AIM OF THE EXERCISE: Transcribe the data in full and exactly, omitting any pictures.

Stored data entries:
····················

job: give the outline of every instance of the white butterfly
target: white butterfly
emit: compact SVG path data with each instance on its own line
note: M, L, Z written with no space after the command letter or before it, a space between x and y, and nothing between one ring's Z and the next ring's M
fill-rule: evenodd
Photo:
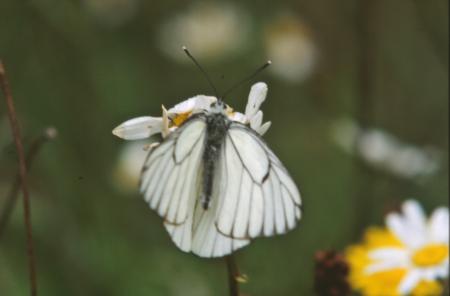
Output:
M142 169L140 190L185 252L220 257L258 236L283 234L301 218L300 193L261 135L267 94L255 84L245 114L222 100L196 96L162 118L139 117L113 133L141 139L162 133Z

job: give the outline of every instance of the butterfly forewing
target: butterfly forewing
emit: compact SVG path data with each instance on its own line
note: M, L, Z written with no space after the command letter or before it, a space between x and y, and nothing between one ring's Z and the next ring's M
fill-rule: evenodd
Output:
M300 193L261 137L232 123L224 149L221 173L226 175L226 188L213 196L220 200L219 231L233 238L254 238L294 228L301 216Z
M206 123L193 118L153 148L141 175L141 192L150 207L171 224L183 223L195 202Z

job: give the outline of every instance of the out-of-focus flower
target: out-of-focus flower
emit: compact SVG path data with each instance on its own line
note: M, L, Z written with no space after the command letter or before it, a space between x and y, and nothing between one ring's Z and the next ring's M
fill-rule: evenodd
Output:
M401 178L434 174L440 167L436 149L422 149L403 143L379 129L362 129L351 120L333 125L332 137L346 152L356 154L369 165Z
M347 277L349 272L345 257L335 251L318 251L315 254L314 290L318 296L350 295Z
M139 0L84 0L84 5L100 23L116 27L136 15Z
M127 144L120 152L119 161L113 171L114 184L127 192L137 192L142 164L148 151L140 141Z
M317 48L311 32L297 17L283 15L266 28L267 56L273 61L270 71L278 77L298 82L306 79L317 61Z
M249 32L249 16L238 7L196 2L161 25L158 44L165 54L181 62L189 62L180 50L183 45L196 57L213 60L240 49Z
M261 104L266 99L267 85L263 82L255 83L250 89L245 114L235 112L227 106L226 115L230 120L249 125L260 135L269 129L270 121L263 122ZM187 99L166 110L163 107L162 117L142 116L125 121L117 126L112 133L125 140L140 140L161 133L163 137L181 126L190 116L199 112L210 111L216 97L198 95Z
M363 295L441 295L438 279L448 277L449 212L427 219L413 200L403 213L389 214L386 228L369 228L362 243L346 252L350 283Z

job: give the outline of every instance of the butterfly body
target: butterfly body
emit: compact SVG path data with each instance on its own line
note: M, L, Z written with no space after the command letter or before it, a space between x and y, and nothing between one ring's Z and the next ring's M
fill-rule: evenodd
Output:
M219 104L217 104L219 105ZM219 159L222 145L231 121L225 115L225 107L215 107L206 114L206 138L203 151L203 190L201 202L203 209L207 210L213 190L214 171Z

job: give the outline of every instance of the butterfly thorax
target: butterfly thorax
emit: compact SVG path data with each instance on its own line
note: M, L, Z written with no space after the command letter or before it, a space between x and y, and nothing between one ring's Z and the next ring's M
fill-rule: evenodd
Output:
M224 112L210 112L206 115L206 140L203 152L203 178L201 202L206 210L213 192L215 164L231 121Z

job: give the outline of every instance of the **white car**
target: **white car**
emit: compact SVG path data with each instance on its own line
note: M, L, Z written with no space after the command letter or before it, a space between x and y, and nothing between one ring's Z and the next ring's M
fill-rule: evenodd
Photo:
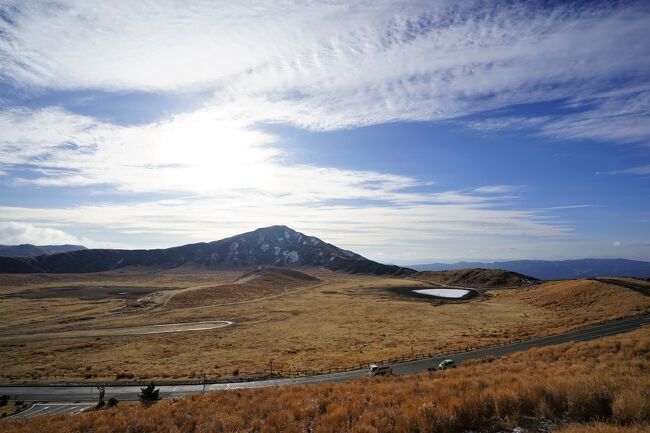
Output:
M393 367L390 365L370 364L370 367L368 367L368 373L373 376L378 376L380 374L393 374Z

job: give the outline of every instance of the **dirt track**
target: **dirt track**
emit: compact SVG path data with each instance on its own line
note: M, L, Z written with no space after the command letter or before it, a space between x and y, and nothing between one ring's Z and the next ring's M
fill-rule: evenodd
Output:
M209 329L223 328L232 325L232 322L227 320L216 321L203 321L203 322L187 322L187 323L163 323L158 325L145 325L145 326L128 326L128 327L114 327L114 328L96 328L96 329L78 329L72 331L53 331L43 332L38 334L20 334L20 335L4 335L0 337L2 340L11 339L42 339L42 338L87 338L87 337L109 337L119 335L152 335L152 334L168 334L173 332L190 332L190 331L207 331Z

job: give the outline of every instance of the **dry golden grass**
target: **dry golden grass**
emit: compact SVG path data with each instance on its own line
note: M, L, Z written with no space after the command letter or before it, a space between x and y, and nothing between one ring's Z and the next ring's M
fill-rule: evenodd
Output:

····················

ANSWER TO THE EXERCISE:
job: give the outline of every instance of the white butterfly
target: white butterfly
emit: compact SVG path data with each instance on its own line
note: M, L, Z written with no space after the command letter or before it, a space between x and y, and nothing between one ring's Z and the next ring's M
fill-rule: evenodd
Photo:
Output:
M142 169L140 190L185 252L220 257L258 236L283 234L301 218L300 193L261 135L267 94L255 84L245 114L222 100L196 96L162 118L139 117L113 133L141 139L162 133Z

job: give the outline of every instance of the butterfly forewing
target: butterfly forewing
emit: compact SVG path data with each instance on its own line
note: M, L, Z written with no space after the command letter or before it, a space between x and y, and nothing between one ring's Z and the next ring's M
fill-rule: evenodd
Output:
M300 193L261 137L232 123L224 149L221 173L226 175L226 188L213 196L220 200L219 231L233 238L254 238L294 228L301 216Z
M206 123L193 118L153 148L141 175L141 192L150 207L171 224L183 223L195 202Z

job: give the outline of every instance of the out-of-focus flower
target: out-of-focus flower
emit: compact SVG path data with each instance on its own line
note: M, L, Z written with no space after the command letter or before it, a space between x and y, and nothing between one ring's Z and the next ring's M
fill-rule: evenodd
Output:
M401 178L434 174L440 167L436 149L422 149L403 143L379 129L362 129L351 120L333 125L332 137L346 152L356 154L369 165Z
M347 277L349 272L345 257L335 251L318 251L315 254L314 290L318 296L350 295Z
M139 0L84 0L84 5L100 23L116 27L136 15Z
M127 144L120 152L119 161L113 171L114 184L127 192L137 192L142 164L148 151L140 141Z
M317 48L311 32L297 17L283 15L266 28L267 56L273 61L270 71L278 77L298 82L306 79L317 61Z
M249 32L249 16L238 7L196 2L161 25L158 44L165 54L181 62L189 62L180 50L183 45L196 57L213 60L240 49Z
M261 104L266 99L267 85L263 82L255 83L250 89L245 114L235 112L227 106L226 115L230 120L249 125L260 135L269 129L270 121L263 122ZM187 99L166 110L163 107L162 117L142 116L125 121L117 126L112 133L125 140L140 140L161 133L163 137L181 126L190 116L199 112L210 111L216 97L198 95Z
M363 295L441 295L438 279L448 277L449 212L427 219L413 200L403 213L389 214L386 228L369 228L362 243L346 252L350 283Z

job: give the outline of every instance of the butterfly body
target: butterfly body
emit: compact SVG path data with each instance on its own line
note: M, L, Z written with no space after the command letter or before it, a space between x and y, and nothing between one ring's Z and the next ring's M
fill-rule: evenodd
Output:
M219 104L217 104L219 105ZM219 159L222 145L231 121L225 115L225 107L215 107L206 114L206 138L203 151L203 190L201 202L203 209L207 210L213 190L214 171Z

job: give the outline of every instance of the butterfly thorax
target: butterfly thorax
emit: compact SVG path data with each instance on its own line
note: M, L, Z written with no space after the command letter or before it, a space between x and y, and nothing between one ring's Z and the next ring's M
fill-rule: evenodd
Output:
M224 112L210 112L206 115L206 140L203 152L203 178L201 202L206 210L213 192L215 164L231 121Z

job: give the outline of every instance of the **white car**
target: **white car**
emit: compact SVG path data with each instance on its own line
note: M, L, Z written with no space after the command letter or before it, a space between x and y, and nothing between one ring's Z and the next ring's M
fill-rule: evenodd
Photo:
Output:
M393 367L390 365L370 364L370 367L368 367L368 373L373 376L378 376L380 374L393 374Z

job: give the outline of every instance of the **dirt track**
target: **dirt track**
emit: compact SVG path data with each instance on its own line
note: M, L, Z written with no space after the command letter or before it, a space between x and y, and nothing between one ring's Z and the next ring's M
fill-rule: evenodd
Output:
M209 329L223 328L232 325L232 322L227 320L216 321L203 321L203 322L187 322L187 323L163 323L158 325L145 325L145 326L128 326L128 327L114 327L114 328L96 328L96 329L78 329L72 331L53 331L43 332L38 334L20 334L20 335L4 335L0 337L2 340L11 339L42 339L42 338L87 338L87 337L109 337L119 335L152 335L152 334L168 334L173 332L190 332L190 331L207 331Z

job: give the outline of every instance of the **dry golden grass**
target: **dry golden grass**
emit: compact SVG path data with each instance on its own line
note: M, L, Z written with no space after the command letter or before it, a space between x and y, and nothing between one ring's Z and the next ring's M
fill-rule: evenodd
Output:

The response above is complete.